Extract and copy in full every line of the records that follow which contains the word "below".

• EXERCISE INPUTS
-- begin --
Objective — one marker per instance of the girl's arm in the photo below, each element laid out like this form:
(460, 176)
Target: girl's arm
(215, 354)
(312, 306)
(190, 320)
-- end --
-- begin --
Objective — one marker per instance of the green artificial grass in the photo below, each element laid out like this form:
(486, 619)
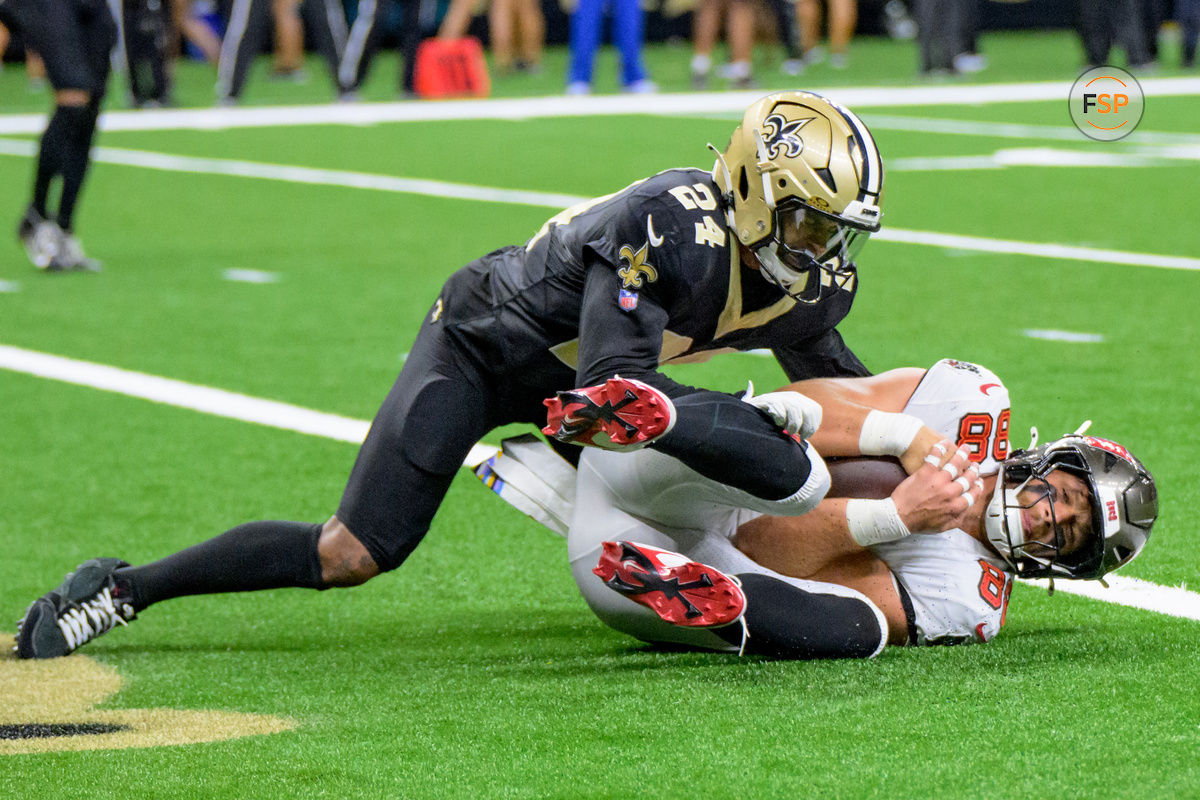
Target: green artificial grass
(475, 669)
-- end --
-- begin --
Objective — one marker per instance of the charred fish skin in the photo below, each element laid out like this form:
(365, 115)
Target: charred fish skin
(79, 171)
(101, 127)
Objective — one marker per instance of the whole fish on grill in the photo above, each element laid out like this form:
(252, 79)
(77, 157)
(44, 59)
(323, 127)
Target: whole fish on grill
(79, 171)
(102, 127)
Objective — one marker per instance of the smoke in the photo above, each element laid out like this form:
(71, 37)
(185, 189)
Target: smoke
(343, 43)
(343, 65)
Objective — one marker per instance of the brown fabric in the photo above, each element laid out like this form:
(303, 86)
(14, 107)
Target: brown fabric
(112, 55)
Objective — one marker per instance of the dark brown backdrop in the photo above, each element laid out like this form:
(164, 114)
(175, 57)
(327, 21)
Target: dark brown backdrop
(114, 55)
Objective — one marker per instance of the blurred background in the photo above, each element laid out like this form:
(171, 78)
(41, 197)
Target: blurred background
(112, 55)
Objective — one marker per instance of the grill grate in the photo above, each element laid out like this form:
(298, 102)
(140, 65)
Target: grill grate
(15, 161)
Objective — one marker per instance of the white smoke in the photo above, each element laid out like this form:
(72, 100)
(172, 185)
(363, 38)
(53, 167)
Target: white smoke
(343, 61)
-- end --
• RESPONSE TO THE EXERCISE
Objective — one marker per instance of the girl's arm in the photo below, each element laid out like this form:
Objective — one marker per instance of the green artificial grass in the photo below, each element laid out like this form:
Objective — one marker per instance of the charred fish skin in the photo below, each element laid out like this form:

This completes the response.